Excerpts from location labeling data
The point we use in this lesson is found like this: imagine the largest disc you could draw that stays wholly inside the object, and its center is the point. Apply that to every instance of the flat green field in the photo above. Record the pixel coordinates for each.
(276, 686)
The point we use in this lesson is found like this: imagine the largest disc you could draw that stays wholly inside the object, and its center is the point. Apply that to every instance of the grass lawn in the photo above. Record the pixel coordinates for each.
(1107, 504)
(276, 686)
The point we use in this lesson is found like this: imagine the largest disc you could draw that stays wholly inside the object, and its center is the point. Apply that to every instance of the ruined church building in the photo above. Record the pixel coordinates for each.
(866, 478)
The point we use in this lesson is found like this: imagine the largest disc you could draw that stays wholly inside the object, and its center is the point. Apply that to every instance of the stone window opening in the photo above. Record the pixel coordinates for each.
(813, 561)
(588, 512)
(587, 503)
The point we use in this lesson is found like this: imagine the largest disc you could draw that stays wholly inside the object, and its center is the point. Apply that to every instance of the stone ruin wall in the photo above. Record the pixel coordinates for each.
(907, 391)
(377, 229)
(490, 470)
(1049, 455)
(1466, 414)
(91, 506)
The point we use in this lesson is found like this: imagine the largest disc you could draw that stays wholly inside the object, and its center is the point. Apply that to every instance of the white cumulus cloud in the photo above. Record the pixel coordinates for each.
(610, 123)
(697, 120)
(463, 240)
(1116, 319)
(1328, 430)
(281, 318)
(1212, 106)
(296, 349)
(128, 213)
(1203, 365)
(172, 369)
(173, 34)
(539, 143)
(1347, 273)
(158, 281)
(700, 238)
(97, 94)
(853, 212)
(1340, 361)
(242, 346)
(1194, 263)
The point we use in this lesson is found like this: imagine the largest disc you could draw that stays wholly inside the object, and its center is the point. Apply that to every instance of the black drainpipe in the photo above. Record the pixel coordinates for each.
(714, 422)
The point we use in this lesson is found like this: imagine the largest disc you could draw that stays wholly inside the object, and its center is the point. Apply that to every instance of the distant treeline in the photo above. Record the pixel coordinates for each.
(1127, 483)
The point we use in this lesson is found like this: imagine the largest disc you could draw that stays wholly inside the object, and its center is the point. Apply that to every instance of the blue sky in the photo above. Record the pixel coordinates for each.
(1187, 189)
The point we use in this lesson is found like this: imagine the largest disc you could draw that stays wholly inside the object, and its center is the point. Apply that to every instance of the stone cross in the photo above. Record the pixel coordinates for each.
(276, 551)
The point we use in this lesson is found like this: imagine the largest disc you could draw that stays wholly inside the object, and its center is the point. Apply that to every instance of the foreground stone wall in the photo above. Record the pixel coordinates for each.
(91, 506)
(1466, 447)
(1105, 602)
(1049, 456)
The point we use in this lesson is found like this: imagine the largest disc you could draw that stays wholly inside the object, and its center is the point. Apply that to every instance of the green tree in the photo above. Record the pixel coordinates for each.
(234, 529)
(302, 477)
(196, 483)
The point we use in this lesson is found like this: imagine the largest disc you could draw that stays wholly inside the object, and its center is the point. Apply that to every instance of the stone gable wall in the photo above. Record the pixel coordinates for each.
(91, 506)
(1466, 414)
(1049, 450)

## WHAT IS EXPECTED:
Rewrite the lines from the one containing "the stone ruin" through the one containing "(1194, 263)", changing "largest disc" to "biggest circle" and leaving everything else as it is. Give back only those lines.

## RESPONSE FOR THIS EXERCISE:
The point we use in this lesson is found like this: imagine the biggest circle you could draw that stays wholly inside the object, and its center is the point. Apply that to every instance of the stone ruin wall in the photo above. Record the pixel coordinates for each.
(907, 391)
(377, 229)
(490, 470)
(1049, 455)
(1466, 414)
(91, 506)
The point we use in this lesson is found like this: imagine the biggest circle you could draw that stays wholly inside the object, and its center is the point. Apply that to every instance of the white cumulus cloud in the photo above. Record the pixel coordinates for each.
(610, 123)
(697, 120)
(463, 240)
(1116, 319)
(1328, 430)
(281, 318)
(1212, 106)
(296, 349)
(128, 213)
(1203, 365)
(172, 369)
(173, 34)
(539, 143)
(1347, 273)
(158, 281)
(700, 238)
(97, 94)
(853, 212)
(1340, 361)
(242, 346)
(1194, 263)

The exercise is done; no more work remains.